- _Exercise text_
• • • • •
Gender Disparities in Mental Health




This paper examines current evidence regarding rates, risk factors, correlates and consequences of gender disparities in mental health. Gender is conceptualized as a structural determinant of mental health and mental illness that runs like a fault line, interconnecting with and deepening the disparities associated with other important socioeconomic determinants such as income, employment and social position. Gender differentially affects the power and control men and women have over these socioeconomic determinants, their access to resources, and their status, roles, options and treatment in society. Gender has significant explanatory power regarding differential susceptibility and exposure to mental health risks and differences in mental health outcomes. Gender differences in rates of overall mental disorder, including rare disorders such as schizophrenia and bipolar disorders, are negligible. However, highly significant gender differences exist for depression, anxiety and somatic complaints that affect more than 20% of the population in established economies. Depression accounts for the largest proportion of the burden associated with all the mental and neurological disorders and is a particular focus of this paper. It is predicted to be the second leading cause of global burden of disease by 2020. To address this mounting problem, a much improved understanding of the gender dimensions of mental health is mandatory. Evidence is available on some aspects of the problem but serious gaps remain. It is known that:

  • Rates of depression vary markedly between countries suggesting the importance of macrosocial factors. Nevertheless, depression is almost always reported to be twice as common in women compared with men across diverse societies and social contexts.
• • • • •
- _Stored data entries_
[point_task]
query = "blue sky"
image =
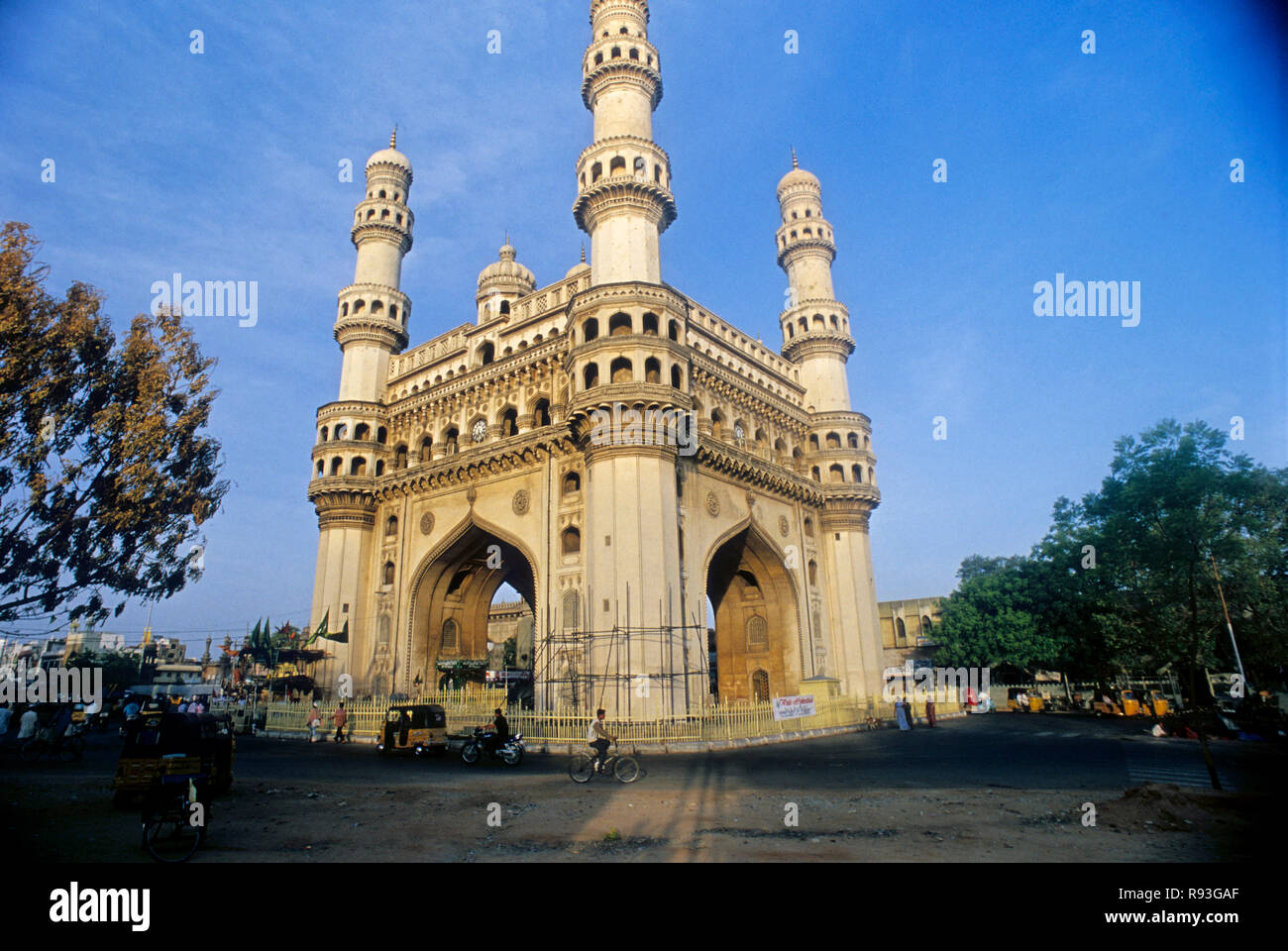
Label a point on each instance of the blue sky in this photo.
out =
• • • • •
- _Tasks_
A. Translate this sentence from the gender and mental health text into Spanish: "Evidence is available on some aspects of the problem but serious gaps remain."
B. According to the gender and mental health text, how much more common is depression almost always reported to be in women than in men?
C. Please continue the gender and mental health text from its last sentence.

- _Answers to this exercise_
A. Hay evidencia disponible sobre algunos aspectos del problema, pero persisten vacíos importantes.

B. Twice as common.

C.
  • Despite its high prevalence, less than half the patients with depression disorder are likely to be identified by their doctors in primary care settings. Gender differences in patterns of help seeking and gender stereotyping in diagnosis compound difficulties with identification and treatment. Female gender predicts being prescribed psychotropic drugs. Even when presenting with identical symptoms, women are more likely to be diagnosed as depressed than men and less likely to be diagnosed as having problems with alcohol.
  • Men predominate in diagnoses of alcohol dependence with lifetime prevalence rates of 20% compared with 8% for women, reported in population based studies in established economies. However, depression and anxiety are also common comorbid diagnoses, highlighting the need for gender awareness training to overcome gender stereotypes and promote accurate diagnosis of both depression and alcohol dependence in men and women if they are present.
  • Comorbidity is associated with mental illness of increased severity, higher levels of disability and higher utilization of services. Women have higher prevalence rates than men of both lifetime and 12 month comorbidity involving three or more disorders. Depression and anxiety are the most common comorbid disorders but concurrent disorders include many of those in which women predominate such as agoraphobia, panic disorder, somatoform disorders and post traumatic stress disorder.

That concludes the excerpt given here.